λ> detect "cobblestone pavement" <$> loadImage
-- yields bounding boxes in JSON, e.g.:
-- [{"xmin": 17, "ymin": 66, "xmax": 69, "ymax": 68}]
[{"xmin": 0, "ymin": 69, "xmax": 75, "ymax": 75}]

==

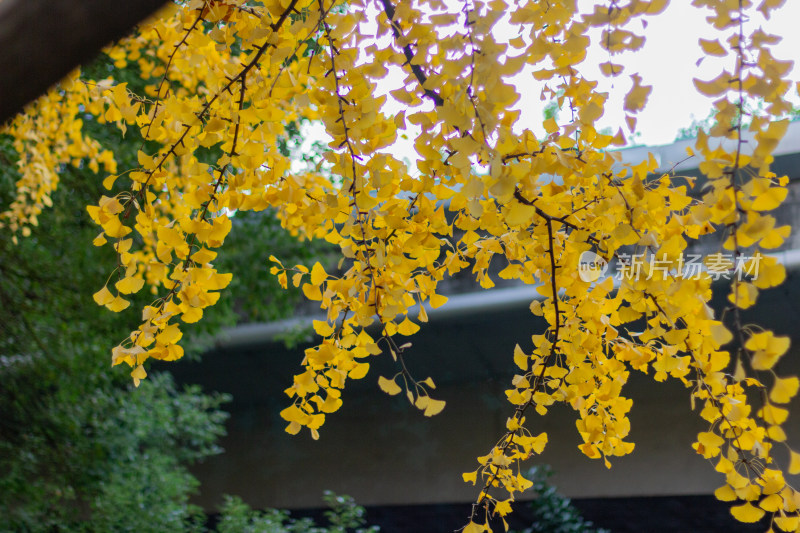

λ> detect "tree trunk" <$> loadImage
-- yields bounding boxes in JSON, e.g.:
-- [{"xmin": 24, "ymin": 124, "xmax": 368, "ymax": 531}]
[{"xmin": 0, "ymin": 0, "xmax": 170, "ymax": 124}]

- Task requirements: Using the material above, return each line in which the word "detect" occurs.

- Result of the exercise:
λ> detect "cobblestone pavement" <$> loadImage
λ> detect "tree trunk" <$> loadImage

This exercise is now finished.